Start of Data section

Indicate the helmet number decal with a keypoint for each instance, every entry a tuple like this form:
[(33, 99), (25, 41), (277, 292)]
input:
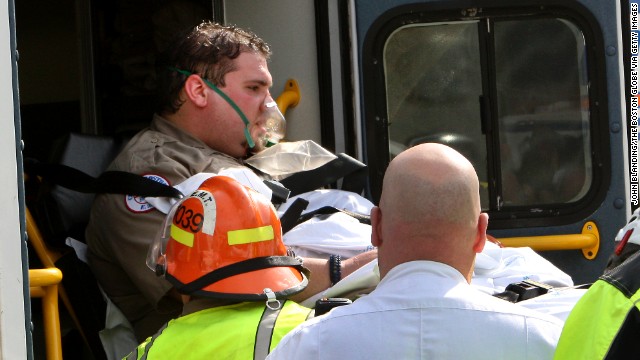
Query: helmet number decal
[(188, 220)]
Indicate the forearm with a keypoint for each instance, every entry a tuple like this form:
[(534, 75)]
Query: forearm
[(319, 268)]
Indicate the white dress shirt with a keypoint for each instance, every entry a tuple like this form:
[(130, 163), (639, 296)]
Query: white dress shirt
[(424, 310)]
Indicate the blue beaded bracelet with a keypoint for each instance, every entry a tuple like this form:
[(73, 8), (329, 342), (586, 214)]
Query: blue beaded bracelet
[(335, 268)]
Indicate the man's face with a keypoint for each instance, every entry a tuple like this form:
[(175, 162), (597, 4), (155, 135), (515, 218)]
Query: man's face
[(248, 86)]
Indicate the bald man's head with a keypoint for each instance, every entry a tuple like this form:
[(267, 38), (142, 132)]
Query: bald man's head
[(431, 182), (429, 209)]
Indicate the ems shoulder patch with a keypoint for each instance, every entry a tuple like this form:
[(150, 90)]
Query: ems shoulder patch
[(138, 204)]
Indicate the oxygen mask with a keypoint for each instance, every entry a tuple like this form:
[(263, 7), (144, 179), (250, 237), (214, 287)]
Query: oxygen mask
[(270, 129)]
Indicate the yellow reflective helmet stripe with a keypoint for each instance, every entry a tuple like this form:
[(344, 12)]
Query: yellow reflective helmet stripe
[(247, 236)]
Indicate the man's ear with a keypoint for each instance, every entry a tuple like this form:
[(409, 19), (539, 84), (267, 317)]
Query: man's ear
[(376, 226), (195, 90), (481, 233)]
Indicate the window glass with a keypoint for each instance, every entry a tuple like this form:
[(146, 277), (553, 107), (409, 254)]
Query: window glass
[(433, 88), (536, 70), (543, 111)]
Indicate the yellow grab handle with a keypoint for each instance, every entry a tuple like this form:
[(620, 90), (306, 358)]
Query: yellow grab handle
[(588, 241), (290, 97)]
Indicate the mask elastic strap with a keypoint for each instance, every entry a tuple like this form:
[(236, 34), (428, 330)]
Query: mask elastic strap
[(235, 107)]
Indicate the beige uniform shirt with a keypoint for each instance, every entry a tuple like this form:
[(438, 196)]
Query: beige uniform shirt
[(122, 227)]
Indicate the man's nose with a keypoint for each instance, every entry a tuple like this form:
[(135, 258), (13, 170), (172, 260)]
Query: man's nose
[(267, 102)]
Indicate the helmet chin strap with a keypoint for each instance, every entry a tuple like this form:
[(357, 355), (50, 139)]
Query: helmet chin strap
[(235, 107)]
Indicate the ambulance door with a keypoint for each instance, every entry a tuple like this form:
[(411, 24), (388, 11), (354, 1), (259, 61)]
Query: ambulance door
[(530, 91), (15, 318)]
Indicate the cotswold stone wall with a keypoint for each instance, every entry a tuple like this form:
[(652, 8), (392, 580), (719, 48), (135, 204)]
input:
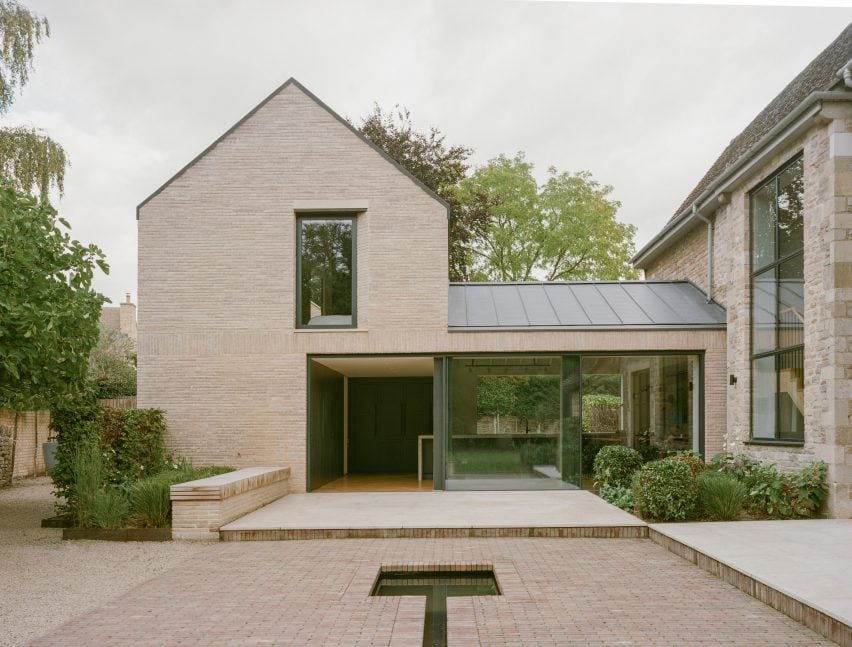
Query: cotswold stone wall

End of Data section

Objective:
Copy out all of the lines above word for word, leaving out the pictures.

Result:
Indicate the helmet number decal with a keypoint for each instance, every entry a tuple like this form:
[(33, 99), (25, 41), (277, 292)]
input:
Query: helmet number decal
[(188, 220)]
Indicate the forearm with a keypoint for each instance, every entry a tuple like this form:
[(534, 75)]
Query: forearm
[(319, 268)]
Indicate the white dress shirt with a keypoint for each instance, every entry a tuple like this form:
[(130, 163), (639, 296)]
Query: white dress shirt
[(424, 310)]
Indicate the blue beaded bracelet with a keypoint for each instance, every entry a tuple like this form:
[(73, 8), (329, 342), (586, 214)]
Query: blue beaded bracelet
[(335, 268)]
Indicate the man's face with a keypoint for each instance, every entry a tuple like this form:
[(175, 162), (597, 4), (155, 135), (515, 218)]
Query: man's face
[(248, 86)]
Indicate the bald man's head with a keypoint for each instance, every entry a tuple like this form:
[(267, 38), (142, 132)]
Query: bald man's head
[(431, 182), (429, 209)]
Indicate the ems shoulder patch with a keypoint for each instance, every entry a tuple like this form:
[(150, 90)]
Query: ems shoulder patch
[(138, 204)]
Indicate the oxygen mask with a keypoint for each instance, every entry a tuple like this form:
[(263, 7), (144, 179), (250, 237), (214, 287)]
Query: oxygen mask
[(270, 129)]
Indicate the yellow reflective helmet stripe with a keypoint for each instance, every entry a tuple like this form:
[(344, 12)]
Query: yellow reflective helmet stripe
[(247, 236)]
Indicate the man's ear with a keypoint for each instance, every entry a tuple like this form:
[(409, 19), (539, 84), (267, 317)]
Query: man's ear
[(376, 226), (195, 90), (481, 233)]
Indicate the window glass with a keypoint for each instance, every entry a tuple like this form:
[(146, 277), (553, 107), (409, 254)]
Query: window glass
[(433, 88), (536, 70), (543, 111)]
Indicate the yellow grab handle with a keypoint for each instance, every entry a tuple like this form:
[(620, 90), (306, 358)]
Query: yellow grab handle
[(588, 241), (290, 97)]
Indicate the mask elastic strap with a keypoint for each instance, every entry a tuple like this form:
[(236, 34), (428, 330)]
Query: mask elastic strap
[(235, 107)]
Indicate the beige uniform shirt with a keypoint for each instance, every entry a tuple like this form:
[(438, 196)]
Query: beige uniform shirt
[(122, 227)]
Indicate the man's nose with a keypoint for each instance, every entry a tuple like this form:
[(135, 258), (13, 170), (172, 260)]
Query: man's nose
[(267, 102)]
Indicate the helmet chin strap with a keypoint for each instance, every entry a tuple like this form:
[(357, 355), (50, 139)]
Query: helmet chin strap
[(235, 107)]
Indicate the ambulance door with a keypoint for each instance, every entry a tuple like this form:
[(411, 24), (388, 11), (354, 1), (259, 61)]
Query: ambulance door
[(530, 91), (15, 318)]
Indicate the cotswold stone wall with a keypoint for each instance, every entry a tuple like this form:
[(652, 8), (392, 580), (719, 48), (135, 204)]
input:
Query: cotswold stone wall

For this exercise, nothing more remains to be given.